Oddly, I’m pretty interested in this topic and have thought about it quite a bit. Thanks for giving me a chance to write this stuff down and sort it out for myself -

I’ll tell you how we look at it and what we’ve decided to do for ourselves. Hopefully, that will help you as you make your decisions.

Personally, I think you should only insure yourself for things you can’t easily afford to deal with on your own. That’s a starting point. Don’t worry about insurance if the loss wouldn’t impact you significantly, especially if the loss isn’t very likely. There’s no point wasting money on insurance if you don’t need it. Think about what that means for you. Should you pay to cover your camera or laptop or should you just be prepared to buy a new one in the event of loss? That depends on your circumstances and varies by person.

My impression of World Nomads is that they offer limited coverage (read the policy carefully). I get the sense that many people see “travel” insurance and make assumptions about what will be covered that may be more comprehensive than what is actually specified in the policy. World Nomads policy is drafted narrowly and only provides coverage in certain circumstances. Much of what they cover isn’t, for many nomads, all that important/valuable, i.e. trip cancellation, interruption, delay, etc - this stuff doesn’t matter to many nomads. Baggage delay coverage and baggage loss coverage isn’t likely to happen if you’re using a carry-on and isn’t all that expensive a loss if all you have are t-shirts and shorts. But, WorldNomads is inexpensive, so if you think buying a lottery ticket makes sense then this makes even more sense and you might get “lucky” and have a flight delayed or lose your bag.

World Nomads is careful to eliminate pre-existing condition coverage. That ache you’ve been ignoring which turns out to be something may be excluded if you “exhibited symptoms which would have caused one to seek care or treatment” could be the reason you’re denied coverage.

═══

● **WHAT YOU HAVE TO DO**
Write the next part of the travel insurance post, starting right after its final sentence. The records that come next are separate material and have no connection to the travel insurance post.

● **DATA EXTRACT**
═══

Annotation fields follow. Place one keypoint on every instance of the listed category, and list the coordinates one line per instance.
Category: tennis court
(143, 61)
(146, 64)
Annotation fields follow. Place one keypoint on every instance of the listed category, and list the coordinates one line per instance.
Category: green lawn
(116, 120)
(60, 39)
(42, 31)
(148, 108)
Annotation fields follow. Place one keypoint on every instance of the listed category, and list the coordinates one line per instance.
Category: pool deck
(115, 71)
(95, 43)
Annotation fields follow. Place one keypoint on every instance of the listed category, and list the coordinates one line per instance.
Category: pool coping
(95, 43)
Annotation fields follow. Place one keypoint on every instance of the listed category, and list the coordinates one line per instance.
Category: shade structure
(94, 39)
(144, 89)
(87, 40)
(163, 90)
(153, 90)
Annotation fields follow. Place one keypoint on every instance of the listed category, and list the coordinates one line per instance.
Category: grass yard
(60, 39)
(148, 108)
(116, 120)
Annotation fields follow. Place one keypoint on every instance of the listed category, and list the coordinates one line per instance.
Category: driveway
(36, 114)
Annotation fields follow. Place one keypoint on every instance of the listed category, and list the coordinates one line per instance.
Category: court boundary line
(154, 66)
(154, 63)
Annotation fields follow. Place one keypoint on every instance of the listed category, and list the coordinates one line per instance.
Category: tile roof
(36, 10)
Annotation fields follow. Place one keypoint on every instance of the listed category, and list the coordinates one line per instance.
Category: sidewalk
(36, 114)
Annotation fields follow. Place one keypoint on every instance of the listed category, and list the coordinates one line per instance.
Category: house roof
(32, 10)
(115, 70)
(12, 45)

═══

● **SOLVED PROBLEM**
If, however, a “sickness” arises during the course of your trip then World Nomads covers “emergency treatment” of the sickness which means “Emergency Treatment means necessary medical treatment, including services and supplies, which must be performed during the Covered Trip due to the serious and acute nature of the Sickness.” Ongoing treatment, after the emergency is resolved, appears to be your responsibility. I suspect, with many types of “sickness” the treatment will not take place until after the evacuation and, thus, won’t be the responsibility of the carrier.

World Nomads also covers a number of issues caused by an “accidental injury”. An “Accidental Injury means Bodily Injury caused by an accident (of external origin) being the direct and independent cause in the loss.” Falling off a motorbike is an accident (and that’s a risk I’m avoiding by not riding on motorbikes). And, it appears, they won’t pay much for the damage to your teeth (limited dollar coverage) when you fly over the handlebar, nor will they pay at all if you were impaired by alcohol/drugs. You are absolutely correct that World Nomads will not cover your ongoing care once they drop you off after evacuation. You’re on your own (again, read the policy because coverage varies by US State).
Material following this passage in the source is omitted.